- LIST OF TASKS -
• A. Copy the text about the car mafia and transport, from "The car mafia set" through "is often true.", inclusive.
• B. Which industries does the text on the car mafia and transport say make up the car mafia?
• C. Extend the text on the car mafia and transport, picking up after its final sentence.

- EXTRACT TO READ -
Enter the car mafia, comprising several industries: car manufacturers, tyre manufacturers, road builders, and of course, oil producers. Car transport requires far more resources than rail, trams and buses: huge, multi-lane highways which require vast amounts of space. More space still needed for parking (most private cars spend most of their lives wastefully parked). And most important of all, cars burn far more fuel than mass transit to move the same numbers of people. Would consumers abandon cheap, fast transport for slow, expensive transport? Of course not; but they were never given the choice.
The car mafia set about destroying mass transit, which they could never have competed against in a free market. Across the US, between 1936 and 1950, mass transit systems vanished as the car mafia went into action, destroying electric transport infrastructure. History tells us how happy post-war consumers jumped at the chance to own cars, and that’s undoubtedly true; less is said about the abolition of transport choice. Free market fundamentalists claim markets create choice, but the opposite is often true.
In the UK, the world’s greatest rail system was cut to pieces; between 1950 and 1975, the railways were slashed from 21,000 miles to 12,000. The most significant steps were taken in the 1960s by Dr Richard Beeching, Chairman of British Railways. Beaching was encouraged to cut the railways by Ernest Marples, the Conservative Transport Minister. Marples also happened to be a major shareholder in a construction company that made huge amounts of money from motorway construction. This story is an important part of modern British history, and the name Ernest Marples should be remembered as one of Britain’s best known crooks. But the car mafia, and their tame media, have ensured the British people have forgotten what happened to our transport system
The transport market has failed; we make ever slower journeys for ever higher cost, and most people use the car not by choice, but because choice was taken away to increase profits.

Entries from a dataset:

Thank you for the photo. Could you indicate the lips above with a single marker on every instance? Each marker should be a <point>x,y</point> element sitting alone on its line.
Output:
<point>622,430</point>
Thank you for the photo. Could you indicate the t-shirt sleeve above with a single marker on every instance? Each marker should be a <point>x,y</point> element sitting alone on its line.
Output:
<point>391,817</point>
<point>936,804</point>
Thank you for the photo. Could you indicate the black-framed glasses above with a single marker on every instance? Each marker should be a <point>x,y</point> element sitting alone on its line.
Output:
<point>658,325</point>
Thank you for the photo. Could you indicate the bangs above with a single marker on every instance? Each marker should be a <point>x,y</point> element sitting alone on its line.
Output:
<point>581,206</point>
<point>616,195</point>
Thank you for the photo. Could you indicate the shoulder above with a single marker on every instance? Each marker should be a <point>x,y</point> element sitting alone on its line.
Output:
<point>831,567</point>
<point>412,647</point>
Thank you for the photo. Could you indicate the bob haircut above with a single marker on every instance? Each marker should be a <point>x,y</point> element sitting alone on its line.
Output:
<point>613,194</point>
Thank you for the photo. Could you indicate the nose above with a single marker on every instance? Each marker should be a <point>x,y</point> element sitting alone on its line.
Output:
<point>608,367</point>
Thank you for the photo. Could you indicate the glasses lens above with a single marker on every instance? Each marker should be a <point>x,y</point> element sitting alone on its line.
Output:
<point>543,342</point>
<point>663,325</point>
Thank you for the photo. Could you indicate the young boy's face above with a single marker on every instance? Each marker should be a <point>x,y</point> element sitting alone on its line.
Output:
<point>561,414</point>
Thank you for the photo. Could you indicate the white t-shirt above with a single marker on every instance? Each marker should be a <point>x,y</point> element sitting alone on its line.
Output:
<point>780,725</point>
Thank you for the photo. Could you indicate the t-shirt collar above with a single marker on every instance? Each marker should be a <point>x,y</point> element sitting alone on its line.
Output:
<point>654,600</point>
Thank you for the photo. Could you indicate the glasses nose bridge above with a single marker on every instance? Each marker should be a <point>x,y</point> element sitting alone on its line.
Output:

- ANSWERS TO THE EXERCISE -
• A.
The car mafia set about destroying mass transit, which they could never have competed against in a free market. Across the US, between 1936 and 1950, mass transit systems vanished as the car mafia went into action, destroying electric transport infrastructure. History tells us how happy post-war consumers jumped at the chance to own cars, and that’s undoubtedly true; less is said about the abolition of transport choice. Free market fundamentalists claim markets create choice, but the opposite is often true.

• B. Car manufacturers, tyre manufacturers, road builders, and oil producers.

• C.
And The Rest
Given the choice of being amoral and following consumer needs, or immoral and crushing competition, the car mafia did what any market does: follow profit at any cost to society. The consumer doesn’t lead; he takes what corporations offer, which is often the most inefficient and expensive (and hence profitable) option. Markets do work, when they’re young and genuinely competitive, but that is a temporary phase. Endless examples can be found of market immorality: the Iraq War was fought so that the US taxpayer could be fleeced of $trillions by US corporations; the millions spent on climate change denial have shored up billions in oil industry profits; the tobacco industry likewise denied the cancer link for decades after the evidence was available.
Markets are good at creating and incubating fresh ideas and new technology. They liberate individuals and societies from bureaucracy and make societies more creative. But this is always a temporary effect. Established markets will support literally anything – murder, slavery, war – to hold on to their privileged positions. So Tim Montgomerie and other “markets are amoral” fundamentalists are disingenuous, only telling half the story. Markets are immoral; only a strong, well-funded democratic state can hope to keep them in check.